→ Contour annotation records
------------------------------
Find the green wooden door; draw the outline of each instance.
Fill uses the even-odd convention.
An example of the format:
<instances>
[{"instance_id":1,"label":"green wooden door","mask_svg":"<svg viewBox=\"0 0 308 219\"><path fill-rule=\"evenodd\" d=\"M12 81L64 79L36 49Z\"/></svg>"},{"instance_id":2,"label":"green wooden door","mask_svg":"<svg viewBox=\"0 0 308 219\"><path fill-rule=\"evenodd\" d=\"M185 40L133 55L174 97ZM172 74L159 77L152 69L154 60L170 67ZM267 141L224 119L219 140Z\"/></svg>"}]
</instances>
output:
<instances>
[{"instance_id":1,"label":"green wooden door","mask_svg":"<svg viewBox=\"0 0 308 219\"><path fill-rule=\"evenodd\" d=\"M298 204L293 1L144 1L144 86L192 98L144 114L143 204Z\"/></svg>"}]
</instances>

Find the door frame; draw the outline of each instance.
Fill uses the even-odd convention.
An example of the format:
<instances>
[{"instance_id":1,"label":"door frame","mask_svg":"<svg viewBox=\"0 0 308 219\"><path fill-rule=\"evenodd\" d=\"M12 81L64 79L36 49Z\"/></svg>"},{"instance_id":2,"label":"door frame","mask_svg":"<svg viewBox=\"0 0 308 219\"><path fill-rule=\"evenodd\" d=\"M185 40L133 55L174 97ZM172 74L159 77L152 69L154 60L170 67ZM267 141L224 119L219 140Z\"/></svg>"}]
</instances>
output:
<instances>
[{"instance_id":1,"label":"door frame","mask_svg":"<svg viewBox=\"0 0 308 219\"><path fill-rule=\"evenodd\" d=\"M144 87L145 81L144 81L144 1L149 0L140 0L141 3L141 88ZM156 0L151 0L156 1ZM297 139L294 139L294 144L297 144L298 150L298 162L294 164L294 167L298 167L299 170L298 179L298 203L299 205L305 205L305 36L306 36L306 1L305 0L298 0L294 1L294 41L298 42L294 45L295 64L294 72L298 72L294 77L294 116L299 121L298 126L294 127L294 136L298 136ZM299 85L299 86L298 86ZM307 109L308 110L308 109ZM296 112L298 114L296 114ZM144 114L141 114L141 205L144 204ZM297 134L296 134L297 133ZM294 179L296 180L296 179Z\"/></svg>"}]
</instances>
------------------------------
→ Objective
Please rewrite every line of the records above as a JSON list of strings, one string per line, with blank lines left out.

→ Full answer
[
  "Find the green wooden door; draw the outline of each instance.",
  "Fill uses the even-odd convention.",
  "An example of the format:",
  "<instances>",
  "[{\"instance_id\":1,\"label\":\"green wooden door\",\"mask_svg\":\"<svg viewBox=\\\"0 0 308 219\\\"><path fill-rule=\\\"evenodd\\\" d=\\\"M12 81L64 79L36 49Z\\\"/></svg>\"},{\"instance_id\":2,\"label\":\"green wooden door\",\"mask_svg\":\"<svg viewBox=\\\"0 0 308 219\\\"><path fill-rule=\\\"evenodd\\\" d=\\\"M185 40L133 55L174 97ZM172 74L159 77L152 69L154 60L170 67ZM267 141L224 119L219 140Z\\\"/></svg>\"}]",
  "</instances>",
  "output:",
  "<instances>",
  "[{\"instance_id\":1,\"label\":\"green wooden door\",\"mask_svg\":\"<svg viewBox=\\\"0 0 308 219\\\"><path fill-rule=\\\"evenodd\\\" d=\\\"M298 204L293 1L144 1L144 86L192 98L144 114L143 204Z\\\"/></svg>\"}]",
  "</instances>",
  "Find the door frame; draw the outline of each instance.",
  "Fill uses the even-odd convention.",
  "An example of the format:",
  "<instances>",
  "[{\"instance_id\":1,\"label\":\"door frame\",\"mask_svg\":\"<svg viewBox=\\\"0 0 308 219\\\"><path fill-rule=\\\"evenodd\\\" d=\\\"M12 81L64 79L36 49Z\\\"/></svg>\"},{\"instance_id\":2,\"label\":\"door frame\",\"mask_svg\":\"<svg viewBox=\\\"0 0 308 219\\\"><path fill-rule=\\\"evenodd\\\" d=\\\"M185 40L133 55L174 97ZM172 74L159 77L152 69L154 60L170 67ZM267 141L224 119L219 140Z\\\"/></svg>\"}]",
  "</instances>",
  "output:",
  "<instances>",
  "[{\"instance_id\":1,\"label\":\"door frame\",\"mask_svg\":\"<svg viewBox=\\\"0 0 308 219\\\"><path fill-rule=\\\"evenodd\\\" d=\\\"M144 87L145 81L144 81L144 1L149 0L140 0L141 3L141 88ZM156 0L151 0L156 1ZM297 139L294 139L294 144L297 144L298 150L298 162L294 164L294 167L298 167L299 170L298 179L298 203L299 205L305 205L305 36L306 36L306 1L305 0L298 0L294 1L294 41L298 42L294 45L295 64L294 72L298 72L294 77L294 116L299 121L298 126L294 127L294 136L298 136ZM299 85L299 86L298 86ZM307 109L308 110L308 109ZM296 112L298 114L296 114ZM144 114L141 114L141 205L144 204ZM297 134L296 134L297 133ZM294 179L296 180L296 179Z\\\"/></svg>\"}]",
  "</instances>"
]